[Opening DOCUMENT SEGMENT section]
The more intimately we think we know the Windsors’ stories, the more likeable they seem. Even The Crown’s creator, Peter Morgan, who has compared the monarchy to a mutating virus, changed his opinion on the institution after working on the show for two seasons: “I came at it as completely anti-monarchist and I’ve turned around utterly,” he admitted. “I’m a royalist now.”

Of all the royals depicted on The Crown, there’s no one more storied and studied than the Queen herself. When Claire Foy plays the young monarch in the first season, we watch her learn how her wants must forever take a backseat to the Crown. Through Olivia Colman, who plays the older, “settled sovereign,” we see she’s become rather accustomed to the dehumanizing dirty work of her duties, appearing much more detached and cold than Foy had been. And while we won’t see The Crown’s senior version of Elizabeth for awhile, Morgan’s 2006 film The Queen might give us an idea of what to expect.

Graced by an Oscar-winning Helen Mirren, her crimson lips in resting queen face, the film explores how the monarch came under fire upon Diana’s death. Instead of grieving privately as tradition would dictate, the public demanded the Queen mourn more openly. They didn’t want a pillar of strength or stoicism; they wanted to see that she too felt what they were feeling. What was once a necessary condition of the job had suddenly become an occupational hazard.

As she is one of the longest-reigning monarchs of all time, it’s worth considering how the Queen’s own reluctance to express her emotions publicly may have encouraged the monarchy’s continued reliance on distance. (It might’ve gone up in flames, but a Princess Margaret monarchy would never have been quite this muted.) To be sure, the Queen has had to fortify a steely exterior in order to navigate a male-dominated world. But considering the immense societal changes she’s lived through — her reign has seen 14 prime ministers so far — perhaps the public’s desired “ideal” from the monarchy has changed too.
[Closing DOCUMENT SEGMENT section]
[Opening DATA LISTING section]
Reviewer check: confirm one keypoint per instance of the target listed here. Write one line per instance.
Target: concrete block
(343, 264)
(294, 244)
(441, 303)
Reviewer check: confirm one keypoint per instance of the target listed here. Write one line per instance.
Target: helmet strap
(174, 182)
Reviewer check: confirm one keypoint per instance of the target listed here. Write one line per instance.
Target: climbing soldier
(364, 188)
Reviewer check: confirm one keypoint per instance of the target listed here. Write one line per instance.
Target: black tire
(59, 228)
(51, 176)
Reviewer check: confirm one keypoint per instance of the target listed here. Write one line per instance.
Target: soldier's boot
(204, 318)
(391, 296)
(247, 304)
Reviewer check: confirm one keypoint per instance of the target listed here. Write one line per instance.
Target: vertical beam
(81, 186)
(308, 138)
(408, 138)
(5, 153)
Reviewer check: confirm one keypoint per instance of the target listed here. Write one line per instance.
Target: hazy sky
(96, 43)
[Closing DATA LISTING section]
[Opening DATA LISTING section]
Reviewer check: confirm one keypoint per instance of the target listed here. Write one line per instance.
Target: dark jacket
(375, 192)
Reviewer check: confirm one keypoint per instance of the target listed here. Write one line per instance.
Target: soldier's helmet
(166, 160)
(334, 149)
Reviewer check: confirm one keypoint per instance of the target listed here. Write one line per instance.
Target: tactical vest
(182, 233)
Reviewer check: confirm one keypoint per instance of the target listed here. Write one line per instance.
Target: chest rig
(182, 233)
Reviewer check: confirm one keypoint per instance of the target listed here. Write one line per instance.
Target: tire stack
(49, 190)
[Closing DATA LISTING section]
**TASK REQUIREMENTS**
**a.** In the article on The Crown, why has the Queen had to fortify a steely exterior? Answer in one to three sentences.
**b.** Translate this sentence from the article on The Crown into Spanish: "What was once a necessary condition of the job had suddenly become an occupational hazard."
**c.** Please write out the part of the article on The Crown starting with "Of all the royals" and going on through "what to expect.".
The records have nothing to do with the text.

**RESULTS FOR EACH TASK**
**a.** She has had to fortify a steely exterior in order to navigate a male-dominated world.

**b.** Lo que antes era una condición necesaria del trabajo se había convertido de repente en un riesgo laboral.

**c.**
Of all the royals depicted on The Crown, there’s no one more storied and studied than the Queen herself. When Claire Foy plays the young monarch in the first season, we watch her learn how her wants must forever take a backseat to the Crown. Through Olivia Colman, who plays the older, “settled sovereign,” we see she’s become rather accustomed to the dehumanizing dirty work of her duties, appearing much more detached and cold than Foy had been. And while we won’t see The Crown’s senior version of Elizabeth for awhile, Morgan’s 2006 film The Queen might give us an idea of what to expect.